WHAT TO PRODUCE: When you reach the line that has "# locate blue sky: put" in the material below, reproduce it and each line after it exactly, through the last one.

◆ ◆ ◆ ◆

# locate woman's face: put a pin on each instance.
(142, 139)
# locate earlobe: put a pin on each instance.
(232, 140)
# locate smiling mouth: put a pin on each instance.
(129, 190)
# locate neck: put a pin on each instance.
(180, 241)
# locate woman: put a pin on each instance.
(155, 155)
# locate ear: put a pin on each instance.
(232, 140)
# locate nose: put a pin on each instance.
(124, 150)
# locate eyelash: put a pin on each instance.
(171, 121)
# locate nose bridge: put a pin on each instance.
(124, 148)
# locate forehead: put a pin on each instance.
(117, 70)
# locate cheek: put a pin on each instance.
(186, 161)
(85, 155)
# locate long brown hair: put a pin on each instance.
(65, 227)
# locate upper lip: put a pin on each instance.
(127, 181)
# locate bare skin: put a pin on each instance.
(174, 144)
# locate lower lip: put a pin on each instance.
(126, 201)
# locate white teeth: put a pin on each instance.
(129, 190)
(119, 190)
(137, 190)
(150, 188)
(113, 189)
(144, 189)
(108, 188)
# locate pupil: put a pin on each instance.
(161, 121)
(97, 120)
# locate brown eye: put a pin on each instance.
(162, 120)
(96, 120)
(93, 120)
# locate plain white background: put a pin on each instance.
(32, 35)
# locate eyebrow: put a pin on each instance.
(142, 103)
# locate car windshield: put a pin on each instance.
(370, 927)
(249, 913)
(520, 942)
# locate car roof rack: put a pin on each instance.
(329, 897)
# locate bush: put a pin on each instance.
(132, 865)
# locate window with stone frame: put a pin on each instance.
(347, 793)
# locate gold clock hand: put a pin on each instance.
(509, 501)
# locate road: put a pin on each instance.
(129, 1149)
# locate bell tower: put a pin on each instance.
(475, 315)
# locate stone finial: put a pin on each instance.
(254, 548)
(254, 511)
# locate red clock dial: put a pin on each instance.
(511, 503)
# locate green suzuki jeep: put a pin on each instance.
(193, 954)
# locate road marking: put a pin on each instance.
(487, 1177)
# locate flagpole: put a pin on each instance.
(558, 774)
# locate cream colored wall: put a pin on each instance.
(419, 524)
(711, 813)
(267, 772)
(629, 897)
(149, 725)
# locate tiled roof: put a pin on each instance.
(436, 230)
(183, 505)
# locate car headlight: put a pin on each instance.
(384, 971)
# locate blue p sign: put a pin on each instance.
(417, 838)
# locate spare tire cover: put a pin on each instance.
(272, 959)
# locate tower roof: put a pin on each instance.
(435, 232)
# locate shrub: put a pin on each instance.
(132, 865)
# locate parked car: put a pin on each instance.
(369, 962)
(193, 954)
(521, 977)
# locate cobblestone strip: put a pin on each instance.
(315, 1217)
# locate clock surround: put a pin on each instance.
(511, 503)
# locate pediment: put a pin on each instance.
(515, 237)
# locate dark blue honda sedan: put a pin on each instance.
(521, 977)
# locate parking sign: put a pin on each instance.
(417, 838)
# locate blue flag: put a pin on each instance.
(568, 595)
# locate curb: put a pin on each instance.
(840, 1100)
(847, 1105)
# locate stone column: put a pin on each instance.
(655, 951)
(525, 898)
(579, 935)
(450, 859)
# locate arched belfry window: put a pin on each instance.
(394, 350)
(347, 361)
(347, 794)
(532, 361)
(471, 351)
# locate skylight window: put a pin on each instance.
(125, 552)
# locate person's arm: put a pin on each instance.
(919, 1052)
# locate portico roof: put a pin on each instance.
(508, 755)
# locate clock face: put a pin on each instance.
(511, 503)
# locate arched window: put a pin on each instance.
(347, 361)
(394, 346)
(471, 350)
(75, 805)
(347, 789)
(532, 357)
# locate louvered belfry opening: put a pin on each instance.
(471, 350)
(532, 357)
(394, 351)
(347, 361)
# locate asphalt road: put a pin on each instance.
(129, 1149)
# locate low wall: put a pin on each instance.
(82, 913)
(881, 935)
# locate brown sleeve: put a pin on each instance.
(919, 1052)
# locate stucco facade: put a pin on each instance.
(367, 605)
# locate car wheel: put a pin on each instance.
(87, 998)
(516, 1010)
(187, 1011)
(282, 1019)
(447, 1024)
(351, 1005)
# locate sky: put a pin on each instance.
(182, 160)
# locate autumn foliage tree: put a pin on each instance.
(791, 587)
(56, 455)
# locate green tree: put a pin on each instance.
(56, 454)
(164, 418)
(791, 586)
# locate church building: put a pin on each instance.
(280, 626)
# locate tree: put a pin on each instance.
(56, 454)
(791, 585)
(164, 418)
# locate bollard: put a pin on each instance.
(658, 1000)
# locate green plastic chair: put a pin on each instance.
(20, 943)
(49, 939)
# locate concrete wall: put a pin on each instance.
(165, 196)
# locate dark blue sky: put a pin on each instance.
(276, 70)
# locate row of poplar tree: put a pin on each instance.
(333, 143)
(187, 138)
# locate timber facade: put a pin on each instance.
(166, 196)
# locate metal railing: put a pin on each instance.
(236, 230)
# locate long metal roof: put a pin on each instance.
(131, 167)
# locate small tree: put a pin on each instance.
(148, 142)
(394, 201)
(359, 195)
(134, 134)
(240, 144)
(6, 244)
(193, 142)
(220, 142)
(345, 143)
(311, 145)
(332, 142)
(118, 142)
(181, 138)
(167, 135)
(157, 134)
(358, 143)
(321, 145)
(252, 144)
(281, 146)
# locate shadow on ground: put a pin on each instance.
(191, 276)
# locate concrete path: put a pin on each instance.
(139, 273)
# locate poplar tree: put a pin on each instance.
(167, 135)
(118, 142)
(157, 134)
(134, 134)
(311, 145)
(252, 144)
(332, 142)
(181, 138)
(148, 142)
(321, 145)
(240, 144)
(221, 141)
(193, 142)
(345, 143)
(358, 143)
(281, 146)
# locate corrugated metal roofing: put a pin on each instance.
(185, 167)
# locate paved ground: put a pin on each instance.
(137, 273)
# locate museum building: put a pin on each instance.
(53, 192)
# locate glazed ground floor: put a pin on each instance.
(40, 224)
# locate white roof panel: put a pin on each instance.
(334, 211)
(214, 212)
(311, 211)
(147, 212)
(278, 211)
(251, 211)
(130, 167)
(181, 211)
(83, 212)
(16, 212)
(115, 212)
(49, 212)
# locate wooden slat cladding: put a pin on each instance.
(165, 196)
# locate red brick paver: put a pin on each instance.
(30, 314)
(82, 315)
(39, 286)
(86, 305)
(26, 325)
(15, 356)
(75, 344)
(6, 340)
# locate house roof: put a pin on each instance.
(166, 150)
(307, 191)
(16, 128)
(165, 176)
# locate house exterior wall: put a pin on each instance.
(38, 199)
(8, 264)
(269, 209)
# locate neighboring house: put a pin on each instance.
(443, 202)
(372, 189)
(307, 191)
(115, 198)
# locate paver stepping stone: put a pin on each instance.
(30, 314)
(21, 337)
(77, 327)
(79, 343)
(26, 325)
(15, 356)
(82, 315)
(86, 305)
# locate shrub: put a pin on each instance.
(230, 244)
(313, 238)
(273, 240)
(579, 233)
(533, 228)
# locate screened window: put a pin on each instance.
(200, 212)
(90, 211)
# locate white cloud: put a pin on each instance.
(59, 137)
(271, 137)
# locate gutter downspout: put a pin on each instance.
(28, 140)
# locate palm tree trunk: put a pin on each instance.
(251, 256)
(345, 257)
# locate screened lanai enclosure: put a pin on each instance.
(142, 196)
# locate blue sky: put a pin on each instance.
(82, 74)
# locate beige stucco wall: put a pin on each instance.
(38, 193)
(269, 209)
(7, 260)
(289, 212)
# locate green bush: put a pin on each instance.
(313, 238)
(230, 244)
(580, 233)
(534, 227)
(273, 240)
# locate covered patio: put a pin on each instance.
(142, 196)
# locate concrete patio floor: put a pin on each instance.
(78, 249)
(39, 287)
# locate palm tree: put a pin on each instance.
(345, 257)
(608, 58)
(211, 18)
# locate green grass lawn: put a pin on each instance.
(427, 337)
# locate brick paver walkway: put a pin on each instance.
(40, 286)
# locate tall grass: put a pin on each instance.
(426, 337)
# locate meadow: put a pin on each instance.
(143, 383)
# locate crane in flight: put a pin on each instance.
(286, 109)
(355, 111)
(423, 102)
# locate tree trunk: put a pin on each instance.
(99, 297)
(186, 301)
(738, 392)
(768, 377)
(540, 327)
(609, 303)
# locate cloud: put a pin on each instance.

◆ ◆ ◆ ◆

COMPLETED EXERCISE:
# locate blue sky: put a pin on each instance.
(82, 74)
# locate beige stucco wall: put a pin on each instance.
(38, 193)
(269, 209)
(7, 260)
(289, 212)
# locate green bush: put a pin on each instance.
(313, 238)
(230, 244)
(580, 233)
(534, 227)
(273, 240)
# locate covered patio: put a pin on each instance.
(142, 196)
# locate concrete patio floor: put a pin on each instance.
(78, 249)
(39, 287)
# locate palm tree: put a pin on each instance.
(345, 257)
(608, 58)
(211, 18)
# locate green grass lawn: put a pin on each instance.
(427, 337)
# locate brick paver walkway: put a pin on each instance.
(40, 286)
# locate tall grass: put a pin on each instance.
(426, 337)
# locate meadow: put a pin on each instance.
(143, 383)
# locate crane in flight: put a pin on each instance.
(286, 109)
(355, 111)
(423, 102)
# locate tree trunk: put a pin on each instance.
(99, 297)
(186, 301)
(738, 392)
(768, 377)
(540, 327)
(609, 303)
# locate cloud: put a pin on each instance.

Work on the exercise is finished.